*Task objective*.
Reproduce the records below exactly, but only between the lines holding "Can you see the sleeveless" and "Can you see the wispy", inclusive.

*Extracted records*.
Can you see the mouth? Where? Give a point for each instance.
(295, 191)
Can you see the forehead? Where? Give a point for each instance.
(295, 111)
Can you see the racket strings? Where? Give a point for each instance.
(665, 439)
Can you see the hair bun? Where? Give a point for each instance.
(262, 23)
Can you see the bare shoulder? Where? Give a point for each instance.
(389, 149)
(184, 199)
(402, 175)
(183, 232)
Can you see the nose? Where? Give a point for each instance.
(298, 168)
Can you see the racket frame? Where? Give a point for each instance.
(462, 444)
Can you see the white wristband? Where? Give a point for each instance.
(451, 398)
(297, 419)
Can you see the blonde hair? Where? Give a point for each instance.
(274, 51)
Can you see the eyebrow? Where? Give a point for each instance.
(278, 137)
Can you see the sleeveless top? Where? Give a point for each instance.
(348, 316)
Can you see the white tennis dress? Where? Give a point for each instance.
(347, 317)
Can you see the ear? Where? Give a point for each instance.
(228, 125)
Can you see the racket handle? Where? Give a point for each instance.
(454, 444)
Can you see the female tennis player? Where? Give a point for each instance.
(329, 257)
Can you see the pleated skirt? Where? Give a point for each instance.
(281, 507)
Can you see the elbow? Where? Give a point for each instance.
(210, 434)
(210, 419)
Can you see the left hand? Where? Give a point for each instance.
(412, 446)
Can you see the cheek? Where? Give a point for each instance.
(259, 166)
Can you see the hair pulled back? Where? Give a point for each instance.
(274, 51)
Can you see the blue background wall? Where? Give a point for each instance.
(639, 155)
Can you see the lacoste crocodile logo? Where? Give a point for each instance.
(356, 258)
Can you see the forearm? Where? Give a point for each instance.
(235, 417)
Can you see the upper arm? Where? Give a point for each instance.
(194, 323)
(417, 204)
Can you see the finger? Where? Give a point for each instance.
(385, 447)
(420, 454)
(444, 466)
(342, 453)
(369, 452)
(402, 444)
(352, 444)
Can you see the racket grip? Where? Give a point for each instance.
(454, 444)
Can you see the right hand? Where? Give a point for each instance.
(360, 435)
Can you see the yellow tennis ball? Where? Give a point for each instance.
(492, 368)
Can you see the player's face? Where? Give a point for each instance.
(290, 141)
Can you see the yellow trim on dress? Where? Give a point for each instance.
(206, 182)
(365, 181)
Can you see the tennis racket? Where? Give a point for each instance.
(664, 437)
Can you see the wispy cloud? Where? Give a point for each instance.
* * *
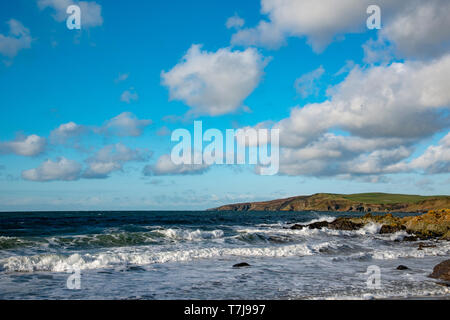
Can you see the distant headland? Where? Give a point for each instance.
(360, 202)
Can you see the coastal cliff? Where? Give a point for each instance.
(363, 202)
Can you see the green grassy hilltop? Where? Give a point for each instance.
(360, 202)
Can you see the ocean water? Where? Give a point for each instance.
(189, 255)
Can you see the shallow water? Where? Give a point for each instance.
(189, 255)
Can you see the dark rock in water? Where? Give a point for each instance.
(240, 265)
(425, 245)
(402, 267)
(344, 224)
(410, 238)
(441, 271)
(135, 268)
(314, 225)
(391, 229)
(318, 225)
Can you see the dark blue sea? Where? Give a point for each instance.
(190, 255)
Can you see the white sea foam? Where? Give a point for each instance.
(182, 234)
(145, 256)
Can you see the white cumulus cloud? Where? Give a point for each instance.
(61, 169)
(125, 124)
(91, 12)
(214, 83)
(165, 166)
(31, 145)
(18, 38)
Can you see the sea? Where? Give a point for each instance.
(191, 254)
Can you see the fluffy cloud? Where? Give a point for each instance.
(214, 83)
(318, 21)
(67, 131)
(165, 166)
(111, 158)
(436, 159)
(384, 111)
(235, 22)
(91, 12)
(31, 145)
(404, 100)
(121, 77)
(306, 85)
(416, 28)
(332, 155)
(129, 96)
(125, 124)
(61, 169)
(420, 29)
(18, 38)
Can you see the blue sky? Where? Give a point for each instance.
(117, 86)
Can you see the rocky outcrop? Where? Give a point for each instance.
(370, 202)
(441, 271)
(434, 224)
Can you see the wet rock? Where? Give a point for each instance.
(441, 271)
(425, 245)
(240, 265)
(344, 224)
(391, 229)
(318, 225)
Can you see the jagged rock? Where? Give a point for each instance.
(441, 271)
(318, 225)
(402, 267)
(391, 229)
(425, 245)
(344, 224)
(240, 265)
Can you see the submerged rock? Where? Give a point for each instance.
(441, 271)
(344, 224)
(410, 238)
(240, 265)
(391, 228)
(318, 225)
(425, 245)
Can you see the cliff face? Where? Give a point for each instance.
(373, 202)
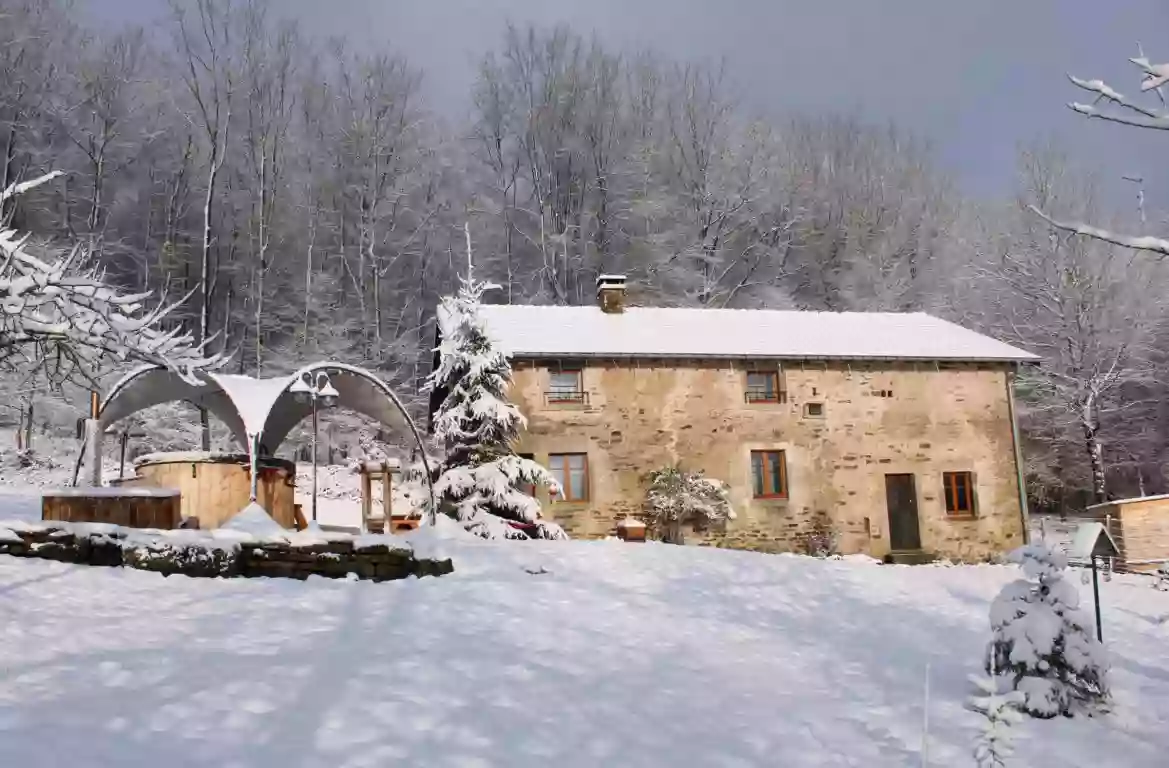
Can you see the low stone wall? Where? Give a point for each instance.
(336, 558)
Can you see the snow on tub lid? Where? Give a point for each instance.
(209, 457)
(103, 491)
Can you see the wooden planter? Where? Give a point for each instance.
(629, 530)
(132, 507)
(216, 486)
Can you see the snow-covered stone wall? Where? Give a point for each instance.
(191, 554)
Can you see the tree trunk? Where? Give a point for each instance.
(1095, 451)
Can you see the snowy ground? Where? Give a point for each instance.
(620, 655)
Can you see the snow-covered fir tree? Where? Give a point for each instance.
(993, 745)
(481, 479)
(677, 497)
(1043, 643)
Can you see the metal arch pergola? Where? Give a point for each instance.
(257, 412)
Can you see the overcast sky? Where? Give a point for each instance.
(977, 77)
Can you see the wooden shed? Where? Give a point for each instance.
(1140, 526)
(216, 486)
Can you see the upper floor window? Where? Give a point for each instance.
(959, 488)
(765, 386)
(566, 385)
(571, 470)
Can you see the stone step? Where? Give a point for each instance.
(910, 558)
---
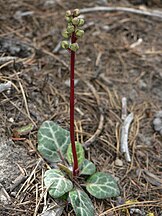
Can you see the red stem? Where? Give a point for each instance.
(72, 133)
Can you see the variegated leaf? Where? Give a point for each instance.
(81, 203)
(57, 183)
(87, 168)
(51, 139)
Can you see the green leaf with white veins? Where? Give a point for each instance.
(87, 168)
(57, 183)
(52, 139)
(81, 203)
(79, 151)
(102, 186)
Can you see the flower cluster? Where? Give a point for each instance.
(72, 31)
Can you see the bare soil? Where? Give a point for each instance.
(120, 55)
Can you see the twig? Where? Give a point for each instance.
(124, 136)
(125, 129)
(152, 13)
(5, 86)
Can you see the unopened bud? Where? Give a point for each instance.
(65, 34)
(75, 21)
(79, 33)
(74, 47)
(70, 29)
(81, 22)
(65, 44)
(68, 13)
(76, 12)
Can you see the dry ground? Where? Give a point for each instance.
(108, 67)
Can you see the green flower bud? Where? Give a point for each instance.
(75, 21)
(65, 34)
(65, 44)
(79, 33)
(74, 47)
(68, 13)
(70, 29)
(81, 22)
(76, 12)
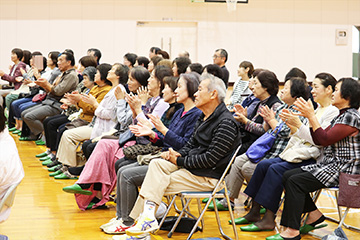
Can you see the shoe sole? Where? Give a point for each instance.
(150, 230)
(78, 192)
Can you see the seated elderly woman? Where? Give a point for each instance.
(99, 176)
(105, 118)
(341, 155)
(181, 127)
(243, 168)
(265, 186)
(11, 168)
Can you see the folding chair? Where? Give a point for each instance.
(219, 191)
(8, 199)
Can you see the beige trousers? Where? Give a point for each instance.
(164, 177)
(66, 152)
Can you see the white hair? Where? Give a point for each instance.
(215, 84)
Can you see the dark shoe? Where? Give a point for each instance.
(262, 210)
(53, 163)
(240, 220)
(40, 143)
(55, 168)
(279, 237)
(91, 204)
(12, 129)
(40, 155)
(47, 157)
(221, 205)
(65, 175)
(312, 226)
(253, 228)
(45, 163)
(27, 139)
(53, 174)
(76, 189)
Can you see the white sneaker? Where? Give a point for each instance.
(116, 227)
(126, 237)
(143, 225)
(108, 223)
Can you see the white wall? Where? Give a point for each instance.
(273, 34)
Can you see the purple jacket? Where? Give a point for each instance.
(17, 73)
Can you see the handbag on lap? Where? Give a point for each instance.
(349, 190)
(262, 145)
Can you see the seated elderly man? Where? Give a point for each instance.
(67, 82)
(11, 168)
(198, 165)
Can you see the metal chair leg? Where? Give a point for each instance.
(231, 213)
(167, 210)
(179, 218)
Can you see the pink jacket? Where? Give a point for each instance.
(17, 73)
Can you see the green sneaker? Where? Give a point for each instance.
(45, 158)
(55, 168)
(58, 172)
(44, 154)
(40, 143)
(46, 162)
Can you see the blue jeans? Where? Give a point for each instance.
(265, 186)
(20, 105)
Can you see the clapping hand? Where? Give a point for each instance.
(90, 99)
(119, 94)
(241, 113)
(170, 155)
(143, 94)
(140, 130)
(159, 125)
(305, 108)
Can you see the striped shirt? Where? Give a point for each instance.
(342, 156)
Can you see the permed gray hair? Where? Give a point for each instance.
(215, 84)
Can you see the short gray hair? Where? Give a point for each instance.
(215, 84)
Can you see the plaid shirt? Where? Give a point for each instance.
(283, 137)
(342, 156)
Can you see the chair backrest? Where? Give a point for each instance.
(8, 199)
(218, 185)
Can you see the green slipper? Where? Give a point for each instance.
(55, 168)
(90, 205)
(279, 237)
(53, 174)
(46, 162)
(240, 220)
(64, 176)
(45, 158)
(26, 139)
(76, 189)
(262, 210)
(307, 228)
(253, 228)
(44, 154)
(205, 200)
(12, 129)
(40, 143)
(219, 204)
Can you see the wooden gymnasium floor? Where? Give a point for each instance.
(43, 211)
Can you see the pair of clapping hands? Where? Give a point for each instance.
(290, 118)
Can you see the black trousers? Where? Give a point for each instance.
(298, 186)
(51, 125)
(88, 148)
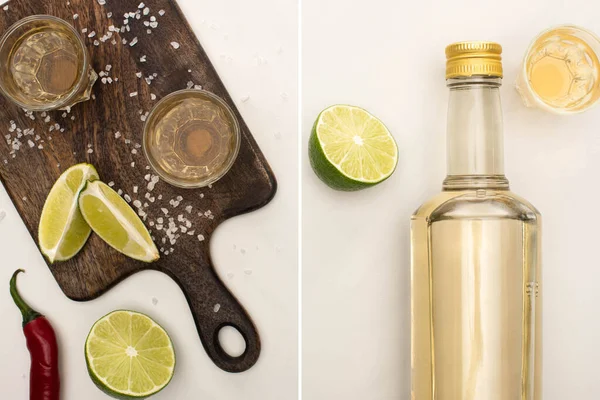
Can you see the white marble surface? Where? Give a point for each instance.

*Problem solution*.
Can you see the sleeveless top? Where? Give a point for each instance.
(348, 316)
Can you see the white tennis dress? Where? Give a point for each instance.
(347, 317)
Can you see the ear? Where? Give a point for each instance.
(228, 125)
Can you see the racket handle? Where? Give a point for each instance.
(454, 444)
Can you see the female tennis player? Where? Give a point for each instance.
(329, 257)
Can you see the pleated skirt? Where? Give a point for each instance.
(281, 507)
Can you see the elbow? Where? Give a point for each instance.
(210, 434)
(210, 419)
Can you see the left hand? Where? Give a point for each instance.
(412, 446)
Can you see the cheek? Where? Give a point for each instance.
(259, 166)
Can you see the hair pulled back? Where? Give a point for each instance.
(274, 51)
Can you see the blue background wall? Where? Give a point for each instance.
(639, 155)
Can you see the lacoste crocodile logo? Where? Give a point for each instance.
(356, 258)
Can you see the forearm? Where? Give a point for each instance.
(235, 417)
Can you see the upper arm? Where? Give a point for each instance.
(194, 323)
(417, 204)
Can you see the finger? Where? Give a point for each instance.
(385, 447)
(420, 454)
(444, 466)
(342, 453)
(369, 452)
(402, 444)
(352, 444)
Can you see the racket grip? Where? Give a point for each instance.
(454, 444)
Can you see the right hand? Where? Give a point for each instance.
(360, 435)
Can you see the yellow tennis ball? Where? Give a point for each instance.
(492, 368)
Can you see the player's face? Where? Give a point for each instance.
(290, 141)
Can you see the yellow trim on dress? Where? Give a point for each instance.
(206, 182)
(365, 181)
Can you see the tennis racket? Where? Give a point for each instance.
(664, 437)
Can you see the wispy cloud? Where? Give a point for each instance.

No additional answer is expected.